▶ [The task]:
Could you update the listing below so that every "rough mask" becomes "coarse mask", with everything else left unchanged?

*** Records provided ***

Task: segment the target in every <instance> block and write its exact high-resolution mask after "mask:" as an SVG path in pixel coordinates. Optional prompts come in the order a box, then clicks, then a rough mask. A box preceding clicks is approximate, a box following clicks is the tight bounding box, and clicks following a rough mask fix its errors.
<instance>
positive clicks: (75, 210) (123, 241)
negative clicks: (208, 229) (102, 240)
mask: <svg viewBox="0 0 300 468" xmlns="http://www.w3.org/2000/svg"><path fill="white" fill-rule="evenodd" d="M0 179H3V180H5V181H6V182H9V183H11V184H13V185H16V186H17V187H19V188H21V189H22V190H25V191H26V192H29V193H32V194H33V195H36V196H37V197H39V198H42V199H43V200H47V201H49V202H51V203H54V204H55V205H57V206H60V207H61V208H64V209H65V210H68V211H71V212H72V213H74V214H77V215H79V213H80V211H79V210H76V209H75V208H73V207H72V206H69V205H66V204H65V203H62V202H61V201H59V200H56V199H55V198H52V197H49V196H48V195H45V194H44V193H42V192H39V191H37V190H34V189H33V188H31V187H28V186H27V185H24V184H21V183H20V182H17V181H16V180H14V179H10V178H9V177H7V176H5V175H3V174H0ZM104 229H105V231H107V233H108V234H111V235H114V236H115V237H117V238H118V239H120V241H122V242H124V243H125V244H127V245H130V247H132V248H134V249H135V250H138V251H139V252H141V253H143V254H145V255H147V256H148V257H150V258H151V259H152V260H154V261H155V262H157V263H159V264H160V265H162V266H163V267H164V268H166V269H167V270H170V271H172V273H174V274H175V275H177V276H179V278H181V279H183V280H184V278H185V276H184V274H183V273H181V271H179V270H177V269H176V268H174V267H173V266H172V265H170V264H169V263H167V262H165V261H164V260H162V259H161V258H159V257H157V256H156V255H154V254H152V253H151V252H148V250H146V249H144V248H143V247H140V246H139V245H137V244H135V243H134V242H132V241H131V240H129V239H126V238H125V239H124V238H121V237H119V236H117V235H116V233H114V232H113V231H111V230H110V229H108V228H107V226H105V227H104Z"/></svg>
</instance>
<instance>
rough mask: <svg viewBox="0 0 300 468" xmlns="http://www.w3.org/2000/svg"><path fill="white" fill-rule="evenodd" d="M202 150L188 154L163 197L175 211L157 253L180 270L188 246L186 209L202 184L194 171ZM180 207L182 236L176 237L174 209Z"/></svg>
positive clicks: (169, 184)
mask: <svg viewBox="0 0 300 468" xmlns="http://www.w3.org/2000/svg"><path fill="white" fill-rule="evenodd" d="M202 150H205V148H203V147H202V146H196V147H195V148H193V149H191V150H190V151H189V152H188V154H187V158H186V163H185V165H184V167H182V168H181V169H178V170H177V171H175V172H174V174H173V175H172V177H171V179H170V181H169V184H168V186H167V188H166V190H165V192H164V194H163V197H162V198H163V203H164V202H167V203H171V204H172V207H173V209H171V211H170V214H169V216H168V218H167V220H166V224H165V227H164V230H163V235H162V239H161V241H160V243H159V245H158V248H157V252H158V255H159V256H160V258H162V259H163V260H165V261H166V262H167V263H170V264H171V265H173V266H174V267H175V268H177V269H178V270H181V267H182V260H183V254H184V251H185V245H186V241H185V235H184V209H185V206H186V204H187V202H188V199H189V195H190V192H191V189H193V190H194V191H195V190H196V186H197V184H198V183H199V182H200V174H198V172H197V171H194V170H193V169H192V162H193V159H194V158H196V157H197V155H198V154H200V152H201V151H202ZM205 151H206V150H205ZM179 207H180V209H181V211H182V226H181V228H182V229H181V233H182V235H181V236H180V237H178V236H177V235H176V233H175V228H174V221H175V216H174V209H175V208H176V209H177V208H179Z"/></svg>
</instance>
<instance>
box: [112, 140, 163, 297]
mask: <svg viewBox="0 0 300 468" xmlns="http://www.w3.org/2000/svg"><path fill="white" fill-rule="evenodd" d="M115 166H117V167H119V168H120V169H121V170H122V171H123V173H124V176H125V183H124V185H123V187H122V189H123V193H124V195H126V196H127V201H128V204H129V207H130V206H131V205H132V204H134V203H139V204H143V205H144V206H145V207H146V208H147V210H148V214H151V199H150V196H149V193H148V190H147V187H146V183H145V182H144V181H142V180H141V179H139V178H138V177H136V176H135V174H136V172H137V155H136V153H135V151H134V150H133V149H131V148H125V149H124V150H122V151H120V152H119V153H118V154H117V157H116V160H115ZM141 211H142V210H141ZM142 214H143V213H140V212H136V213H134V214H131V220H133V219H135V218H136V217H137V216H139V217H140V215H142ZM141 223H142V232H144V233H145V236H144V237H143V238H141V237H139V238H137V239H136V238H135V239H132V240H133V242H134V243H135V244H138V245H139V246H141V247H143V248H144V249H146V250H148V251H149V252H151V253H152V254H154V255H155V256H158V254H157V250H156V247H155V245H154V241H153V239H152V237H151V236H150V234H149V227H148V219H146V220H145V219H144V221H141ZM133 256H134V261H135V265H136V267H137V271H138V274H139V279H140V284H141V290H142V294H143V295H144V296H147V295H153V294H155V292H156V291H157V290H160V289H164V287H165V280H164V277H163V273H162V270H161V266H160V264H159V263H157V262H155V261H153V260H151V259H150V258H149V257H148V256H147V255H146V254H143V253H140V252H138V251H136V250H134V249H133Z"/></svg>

*** End of Records provided ***

▶ [Solution for this problem]:
Task: segment the target in every <instance> block and write its exact high-resolution mask after "mask:" as an SVG path in pixel coordinates. Optional prompts come in the order a box, then clicks, then a coarse mask. A box preceding clicks is approximate, a box following clicks is the tight bounding box, and clicks following a coarse mask fix its errors.
<instance>
positive clicks: (75, 210) (123, 241)
negative clicks: (208, 229) (102, 240)
mask: <svg viewBox="0 0 300 468" xmlns="http://www.w3.org/2000/svg"><path fill="white" fill-rule="evenodd" d="M0 179H3V180H5V181H6V182H9V183H11V184H13V185H16V186H17V187H19V188H21V189H22V190H25V191H26V192H29V193H32V194H33V195H36V196H37V197H39V198H42V199H43V200H47V201H49V202H51V203H54V204H55V205H57V206H60V207H61V208H64V209H65V210H68V211H71V212H72V213H74V214H77V215H79V213H80V211H79V210H76V209H75V208H73V207H72V206H69V205H66V204H65V203H62V202H61V201H59V200H56V199H55V198H52V197H49V196H48V195H45V194H44V193H42V192H39V191H37V190H34V189H33V188H31V187H28V186H27V185H24V184H21V183H20V182H17V181H16V180H14V179H10V178H9V177H7V176H5V175H3V174H0ZM104 229H105V231H107V233H108V234H111V235H114V236H115V237H117V238H118V239H120V241H122V242H124V243H125V244H127V245H130V247H132V248H134V249H135V250H138V251H139V252H141V253H143V254H145V255H147V256H148V257H150V258H151V259H152V260H154V261H155V262H157V263H159V264H160V265H162V266H163V267H164V268H166V269H167V270H170V271H172V273H174V274H175V275H177V276H179V278H181V279H183V280H184V278H185V276H184V274H183V273H181V271H179V270H177V269H176V268H174V267H173V266H172V265H170V264H169V263H167V262H165V261H164V260H162V259H161V258H159V257H157V256H156V255H154V254H152V253H151V252H148V250H146V249H144V248H143V247H140V246H139V245H137V244H135V243H134V242H132V241H131V240H129V239H126V238H125V239H124V238H121V237H119V236H117V235H116V233H114V232H113V231H111V230H110V229H108V228H107V226H105V227H104Z"/></svg>
</instance>
<instance>
coarse mask: <svg viewBox="0 0 300 468" xmlns="http://www.w3.org/2000/svg"><path fill="white" fill-rule="evenodd" d="M202 150L188 154L163 197L175 211L157 253L180 270L188 246L186 209L202 184L194 171ZM180 207L182 236L176 237L174 209Z"/></svg>
positive clicks: (169, 184)
mask: <svg viewBox="0 0 300 468" xmlns="http://www.w3.org/2000/svg"><path fill="white" fill-rule="evenodd" d="M202 150H205V148H203V147H202V146H196V147H195V148H193V149H191V150H190V151H189V152H188V154H187V158H186V163H185V165H184V167H182V168H181V169H178V170H177V171H175V172H174V174H173V175H172V177H171V179H170V181H169V184H168V186H167V188H166V190H165V192H164V194H163V197H162V198H163V203H164V202H167V203H171V204H172V207H173V209H171V211H170V214H169V216H168V218H167V220H166V224H165V227H164V230H163V235H162V239H161V241H160V243H159V245H158V248H157V252H158V255H159V256H160V258H162V259H163V260H165V261H166V262H167V263H170V264H171V265H173V266H174V267H175V268H177V269H178V270H181V267H182V260H183V254H184V251H185V245H186V241H185V235H184V209H185V206H186V204H187V202H188V199H189V195H190V192H191V189H193V190H194V191H195V190H196V186H197V184H198V183H199V182H200V174H198V172H197V171H194V170H193V169H192V162H193V159H194V158H196V157H197V155H198V154H200V152H201V151H202ZM205 151H206V150H205ZM179 207H180V209H181V211H182V226H181V228H182V229H181V233H182V235H181V236H180V237H178V236H177V235H176V233H175V228H174V221H175V216H174V209H175V208H176V209H177V208H179Z"/></svg>
</instance>
<instance>
box: [112, 140, 163, 297]
mask: <svg viewBox="0 0 300 468" xmlns="http://www.w3.org/2000/svg"><path fill="white" fill-rule="evenodd" d="M115 166H117V167H119V168H120V169H121V170H122V171H123V173H124V176H125V183H124V185H123V187H122V189H123V193H124V195H126V196H127V201H128V204H129V207H130V206H131V205H132V204H134V203H139V204H143V205H144V206H145V207H146V208H147V210H148V214H151V199H150V196H149V193H148V190H147V187H146V183H145V182H144V181H142V180H141V179H139V178H138V177H136V176H135V174H136V172H137V155H136V153H135V151H134V150H133V149H131V148H125V149H124V150H122V151H120V152H119V153H118V154H117V157H116V160H115ZM141 211H142V210H141ZM142 214H143V213H140V212H136V213H134V214H131V220H133V219H135V218H136V217H137V216H139V217H140V215H142ZM141 223H142V232H144V233H145V236H144V237H143V238H141V237H139V238H137V239H136V238H135V239H132V240H133V242H134V243H135V244H138V245H139V246H141V247H143V248H144V249H146V250H148V251H149V252H151V253H152V254H154V255H155V256H158V254H157V250H156V247H155V245H154V241H153V239H152V237H151V236H150V234H149V227H148V219H146V220H145V219H144V221H141ZM133 256H134V261H135V265H136V267H137V271H138V274H139V279H140V284H141V290H142V294H143V295H144V296H147V295H153V294H155V292H156V291H157V290H160V289H164V287H165V280H164V277H163V273H162V270H161V266H160V264H159V263H157V262H155V261H153V260H151V259H150V258H149V257H148V256H147V255H146V254H143V253H140V252H138V251H136V250H134V249H133Z"/></svg>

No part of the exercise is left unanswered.